/---

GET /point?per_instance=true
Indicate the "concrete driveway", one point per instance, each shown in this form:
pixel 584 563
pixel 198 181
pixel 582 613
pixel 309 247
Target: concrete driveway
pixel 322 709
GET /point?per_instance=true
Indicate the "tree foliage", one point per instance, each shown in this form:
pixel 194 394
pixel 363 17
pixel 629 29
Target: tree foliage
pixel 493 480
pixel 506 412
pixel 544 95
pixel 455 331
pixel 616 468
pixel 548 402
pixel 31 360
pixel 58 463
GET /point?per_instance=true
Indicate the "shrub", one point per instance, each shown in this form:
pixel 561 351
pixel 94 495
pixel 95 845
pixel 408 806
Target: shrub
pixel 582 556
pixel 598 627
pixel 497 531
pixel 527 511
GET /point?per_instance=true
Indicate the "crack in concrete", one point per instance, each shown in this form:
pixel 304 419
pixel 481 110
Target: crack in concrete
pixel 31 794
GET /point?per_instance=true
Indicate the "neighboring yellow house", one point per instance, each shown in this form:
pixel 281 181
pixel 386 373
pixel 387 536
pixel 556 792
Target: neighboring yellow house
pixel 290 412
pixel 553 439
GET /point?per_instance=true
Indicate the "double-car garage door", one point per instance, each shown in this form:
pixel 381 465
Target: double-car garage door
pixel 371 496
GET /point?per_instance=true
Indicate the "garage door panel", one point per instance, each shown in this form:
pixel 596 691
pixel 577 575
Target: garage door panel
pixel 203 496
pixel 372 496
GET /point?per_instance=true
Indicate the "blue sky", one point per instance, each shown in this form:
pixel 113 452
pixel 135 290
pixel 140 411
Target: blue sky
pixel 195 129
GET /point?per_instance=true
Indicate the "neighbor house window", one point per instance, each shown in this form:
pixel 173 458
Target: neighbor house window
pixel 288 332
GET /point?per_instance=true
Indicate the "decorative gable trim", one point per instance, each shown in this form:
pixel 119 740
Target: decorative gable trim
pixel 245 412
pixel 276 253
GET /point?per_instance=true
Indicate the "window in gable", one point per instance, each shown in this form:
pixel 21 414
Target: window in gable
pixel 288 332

\---
/---

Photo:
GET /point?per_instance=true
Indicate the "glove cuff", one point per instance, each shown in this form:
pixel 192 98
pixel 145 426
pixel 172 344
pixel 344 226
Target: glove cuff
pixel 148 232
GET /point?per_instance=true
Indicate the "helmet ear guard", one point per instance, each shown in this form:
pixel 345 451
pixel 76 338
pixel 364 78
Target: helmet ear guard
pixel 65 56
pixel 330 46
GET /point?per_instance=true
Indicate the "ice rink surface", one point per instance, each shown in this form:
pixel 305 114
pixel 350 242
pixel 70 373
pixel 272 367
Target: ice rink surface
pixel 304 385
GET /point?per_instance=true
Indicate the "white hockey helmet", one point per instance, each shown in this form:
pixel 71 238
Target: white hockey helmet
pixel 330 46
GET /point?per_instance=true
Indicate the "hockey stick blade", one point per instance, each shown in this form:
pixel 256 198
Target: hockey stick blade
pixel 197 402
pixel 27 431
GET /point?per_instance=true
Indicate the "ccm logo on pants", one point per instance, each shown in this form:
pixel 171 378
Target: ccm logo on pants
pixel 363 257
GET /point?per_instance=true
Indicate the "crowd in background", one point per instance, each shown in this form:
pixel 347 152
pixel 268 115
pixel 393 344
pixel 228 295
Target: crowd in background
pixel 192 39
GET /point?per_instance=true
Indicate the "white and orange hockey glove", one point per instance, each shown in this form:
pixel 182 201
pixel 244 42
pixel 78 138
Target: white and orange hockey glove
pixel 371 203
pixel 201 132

\---

__EXERCISE__
How many lines in the entries above contain the word "surface"? Reply with the number only.

__SOLUTION TO THE EXERCISE__
2